Segment Start: WORKING DATA
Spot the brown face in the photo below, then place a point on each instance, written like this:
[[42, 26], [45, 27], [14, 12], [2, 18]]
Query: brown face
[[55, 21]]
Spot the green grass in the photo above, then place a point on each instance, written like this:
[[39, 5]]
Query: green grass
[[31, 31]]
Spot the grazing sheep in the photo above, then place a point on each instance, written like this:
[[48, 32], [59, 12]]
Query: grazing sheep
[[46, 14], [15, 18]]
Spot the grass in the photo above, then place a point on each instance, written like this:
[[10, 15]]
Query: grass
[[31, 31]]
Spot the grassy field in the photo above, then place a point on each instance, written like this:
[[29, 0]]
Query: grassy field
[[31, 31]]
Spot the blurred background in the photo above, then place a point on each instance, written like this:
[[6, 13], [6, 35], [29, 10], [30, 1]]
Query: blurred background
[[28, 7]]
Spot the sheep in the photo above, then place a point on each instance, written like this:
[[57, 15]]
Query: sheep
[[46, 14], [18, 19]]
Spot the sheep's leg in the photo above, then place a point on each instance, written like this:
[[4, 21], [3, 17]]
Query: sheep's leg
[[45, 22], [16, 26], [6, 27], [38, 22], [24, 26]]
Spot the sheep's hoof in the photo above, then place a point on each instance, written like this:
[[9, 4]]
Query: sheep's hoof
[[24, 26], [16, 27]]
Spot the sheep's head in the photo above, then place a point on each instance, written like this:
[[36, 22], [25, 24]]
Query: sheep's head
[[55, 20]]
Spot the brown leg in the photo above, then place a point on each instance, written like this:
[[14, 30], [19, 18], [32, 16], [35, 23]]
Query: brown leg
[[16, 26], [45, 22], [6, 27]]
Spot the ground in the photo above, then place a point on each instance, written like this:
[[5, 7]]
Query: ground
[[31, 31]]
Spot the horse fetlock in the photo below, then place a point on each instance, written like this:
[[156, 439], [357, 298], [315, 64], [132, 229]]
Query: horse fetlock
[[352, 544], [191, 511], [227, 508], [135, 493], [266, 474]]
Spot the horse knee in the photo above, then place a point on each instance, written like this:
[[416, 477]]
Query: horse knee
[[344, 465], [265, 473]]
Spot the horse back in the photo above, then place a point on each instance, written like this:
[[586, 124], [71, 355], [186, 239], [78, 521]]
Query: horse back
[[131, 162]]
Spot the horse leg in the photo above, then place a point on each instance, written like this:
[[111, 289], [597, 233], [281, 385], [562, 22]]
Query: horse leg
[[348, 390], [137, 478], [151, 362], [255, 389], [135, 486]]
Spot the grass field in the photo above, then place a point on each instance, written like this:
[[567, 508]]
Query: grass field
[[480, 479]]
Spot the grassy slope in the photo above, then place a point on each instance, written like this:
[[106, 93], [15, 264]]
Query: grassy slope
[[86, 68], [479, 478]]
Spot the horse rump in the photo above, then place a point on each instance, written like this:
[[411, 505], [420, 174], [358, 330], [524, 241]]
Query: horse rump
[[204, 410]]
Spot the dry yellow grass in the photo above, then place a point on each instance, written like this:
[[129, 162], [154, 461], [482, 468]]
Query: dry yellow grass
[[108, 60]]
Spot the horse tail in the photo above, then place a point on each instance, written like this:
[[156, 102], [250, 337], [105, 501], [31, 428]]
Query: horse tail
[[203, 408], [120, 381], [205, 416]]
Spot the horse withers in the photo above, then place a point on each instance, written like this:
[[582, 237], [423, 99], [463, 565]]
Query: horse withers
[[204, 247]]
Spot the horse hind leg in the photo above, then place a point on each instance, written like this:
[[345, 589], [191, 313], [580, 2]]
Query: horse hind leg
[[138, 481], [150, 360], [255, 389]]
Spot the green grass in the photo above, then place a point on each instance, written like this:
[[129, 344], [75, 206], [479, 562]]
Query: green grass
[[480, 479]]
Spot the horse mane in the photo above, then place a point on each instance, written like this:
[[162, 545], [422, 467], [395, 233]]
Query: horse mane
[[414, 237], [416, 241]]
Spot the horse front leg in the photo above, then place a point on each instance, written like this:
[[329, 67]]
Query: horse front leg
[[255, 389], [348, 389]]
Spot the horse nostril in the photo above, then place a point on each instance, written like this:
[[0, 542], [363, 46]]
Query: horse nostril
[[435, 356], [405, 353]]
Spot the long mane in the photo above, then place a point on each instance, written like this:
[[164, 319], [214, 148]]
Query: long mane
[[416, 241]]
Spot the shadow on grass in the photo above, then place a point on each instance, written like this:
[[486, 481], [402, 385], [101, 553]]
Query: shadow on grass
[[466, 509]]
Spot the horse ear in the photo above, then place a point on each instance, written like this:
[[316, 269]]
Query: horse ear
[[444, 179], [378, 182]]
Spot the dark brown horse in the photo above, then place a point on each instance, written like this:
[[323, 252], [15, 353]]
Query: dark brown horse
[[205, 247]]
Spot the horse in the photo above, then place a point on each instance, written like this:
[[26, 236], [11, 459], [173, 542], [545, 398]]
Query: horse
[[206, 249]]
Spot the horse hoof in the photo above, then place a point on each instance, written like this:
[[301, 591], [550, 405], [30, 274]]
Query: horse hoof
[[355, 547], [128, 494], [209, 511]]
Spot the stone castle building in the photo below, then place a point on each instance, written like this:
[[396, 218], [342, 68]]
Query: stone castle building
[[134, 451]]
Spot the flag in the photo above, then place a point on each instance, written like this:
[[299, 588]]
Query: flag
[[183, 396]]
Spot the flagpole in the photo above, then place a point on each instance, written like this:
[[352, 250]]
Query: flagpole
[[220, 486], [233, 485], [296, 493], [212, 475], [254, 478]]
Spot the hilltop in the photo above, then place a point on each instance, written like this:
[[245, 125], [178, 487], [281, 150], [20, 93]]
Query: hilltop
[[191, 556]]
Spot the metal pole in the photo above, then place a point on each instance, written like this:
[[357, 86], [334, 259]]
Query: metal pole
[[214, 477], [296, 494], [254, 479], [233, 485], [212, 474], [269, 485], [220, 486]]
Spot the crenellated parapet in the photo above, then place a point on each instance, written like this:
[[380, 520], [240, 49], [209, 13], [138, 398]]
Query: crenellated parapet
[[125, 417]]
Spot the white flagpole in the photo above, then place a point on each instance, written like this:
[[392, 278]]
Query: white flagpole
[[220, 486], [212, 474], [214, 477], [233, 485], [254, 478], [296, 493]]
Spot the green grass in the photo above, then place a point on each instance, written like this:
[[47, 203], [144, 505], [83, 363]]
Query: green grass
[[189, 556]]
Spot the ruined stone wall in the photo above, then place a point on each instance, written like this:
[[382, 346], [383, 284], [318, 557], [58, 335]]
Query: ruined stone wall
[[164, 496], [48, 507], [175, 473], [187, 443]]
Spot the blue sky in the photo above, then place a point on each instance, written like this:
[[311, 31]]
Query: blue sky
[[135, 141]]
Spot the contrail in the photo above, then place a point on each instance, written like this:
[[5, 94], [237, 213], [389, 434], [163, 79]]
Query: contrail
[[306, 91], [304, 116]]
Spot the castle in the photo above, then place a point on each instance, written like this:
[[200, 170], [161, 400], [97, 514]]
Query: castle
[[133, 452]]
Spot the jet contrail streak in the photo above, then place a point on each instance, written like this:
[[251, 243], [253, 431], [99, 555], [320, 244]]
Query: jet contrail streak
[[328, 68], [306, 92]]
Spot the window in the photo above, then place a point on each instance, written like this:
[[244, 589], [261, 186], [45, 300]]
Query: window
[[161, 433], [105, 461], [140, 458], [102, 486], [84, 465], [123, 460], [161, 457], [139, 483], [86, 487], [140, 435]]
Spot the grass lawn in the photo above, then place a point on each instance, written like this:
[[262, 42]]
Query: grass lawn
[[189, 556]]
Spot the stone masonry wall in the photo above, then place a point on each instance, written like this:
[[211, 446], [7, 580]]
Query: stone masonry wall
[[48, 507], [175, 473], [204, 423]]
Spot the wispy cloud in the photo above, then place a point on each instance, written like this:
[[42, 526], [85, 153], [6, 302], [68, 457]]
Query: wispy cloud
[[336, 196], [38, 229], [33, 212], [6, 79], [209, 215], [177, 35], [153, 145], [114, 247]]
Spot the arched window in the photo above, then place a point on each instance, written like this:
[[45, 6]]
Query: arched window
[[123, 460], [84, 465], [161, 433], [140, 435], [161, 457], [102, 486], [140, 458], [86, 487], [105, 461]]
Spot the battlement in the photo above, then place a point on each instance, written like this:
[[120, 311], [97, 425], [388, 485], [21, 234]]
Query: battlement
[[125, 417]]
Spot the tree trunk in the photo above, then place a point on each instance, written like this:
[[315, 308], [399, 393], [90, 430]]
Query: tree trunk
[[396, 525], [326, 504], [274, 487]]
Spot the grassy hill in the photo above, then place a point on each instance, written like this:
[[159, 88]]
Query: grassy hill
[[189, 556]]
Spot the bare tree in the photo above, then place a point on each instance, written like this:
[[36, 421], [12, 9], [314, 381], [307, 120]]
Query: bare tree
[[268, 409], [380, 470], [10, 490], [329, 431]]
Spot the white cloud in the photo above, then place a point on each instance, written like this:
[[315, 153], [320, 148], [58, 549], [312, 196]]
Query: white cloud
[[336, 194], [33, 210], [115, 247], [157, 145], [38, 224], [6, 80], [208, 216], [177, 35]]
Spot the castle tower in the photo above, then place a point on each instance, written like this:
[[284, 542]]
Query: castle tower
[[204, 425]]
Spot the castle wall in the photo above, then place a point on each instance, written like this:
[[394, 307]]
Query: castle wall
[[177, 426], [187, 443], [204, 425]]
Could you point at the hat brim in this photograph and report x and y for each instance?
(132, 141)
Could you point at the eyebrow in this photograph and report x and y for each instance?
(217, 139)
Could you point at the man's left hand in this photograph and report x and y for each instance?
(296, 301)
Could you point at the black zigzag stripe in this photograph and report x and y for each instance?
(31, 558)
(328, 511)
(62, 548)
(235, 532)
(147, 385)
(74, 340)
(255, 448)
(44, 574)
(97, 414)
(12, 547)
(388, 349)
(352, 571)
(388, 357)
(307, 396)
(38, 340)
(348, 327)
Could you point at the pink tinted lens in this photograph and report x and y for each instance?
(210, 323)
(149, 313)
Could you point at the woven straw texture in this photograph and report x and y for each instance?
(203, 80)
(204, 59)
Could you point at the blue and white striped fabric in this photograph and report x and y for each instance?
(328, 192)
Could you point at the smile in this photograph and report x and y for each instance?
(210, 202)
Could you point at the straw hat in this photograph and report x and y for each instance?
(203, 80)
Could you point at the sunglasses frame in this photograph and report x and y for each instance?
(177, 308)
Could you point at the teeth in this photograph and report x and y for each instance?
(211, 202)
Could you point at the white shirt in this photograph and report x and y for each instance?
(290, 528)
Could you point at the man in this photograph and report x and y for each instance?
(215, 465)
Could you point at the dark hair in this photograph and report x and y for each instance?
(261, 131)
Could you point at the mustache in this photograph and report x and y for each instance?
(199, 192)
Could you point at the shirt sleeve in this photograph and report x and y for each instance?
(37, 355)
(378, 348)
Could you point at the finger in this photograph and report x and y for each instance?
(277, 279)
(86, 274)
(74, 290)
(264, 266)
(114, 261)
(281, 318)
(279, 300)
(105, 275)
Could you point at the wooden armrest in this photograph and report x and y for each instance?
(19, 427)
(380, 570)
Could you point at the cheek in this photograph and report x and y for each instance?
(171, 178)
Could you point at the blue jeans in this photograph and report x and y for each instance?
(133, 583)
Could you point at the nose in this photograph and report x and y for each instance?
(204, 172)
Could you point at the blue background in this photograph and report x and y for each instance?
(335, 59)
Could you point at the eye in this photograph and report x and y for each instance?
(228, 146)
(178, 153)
Segment End: WORKING DATA
PROBLEM STATEMENT: Repeat, character for character, the lines from the one that holds "Could you point at the nose" to the final line of the material, inclusive, and no other lines.

YOUR RESPONSE:
Could you point at the nose in this photograph and report x and y for each instance?
(204, 172)
Could you point at the blue background in this photograph and report x and y for each instance?
(335, 59)
Could you point at the eye in this photograph and report x and y for each instance?
(228, 146)
(178, 153)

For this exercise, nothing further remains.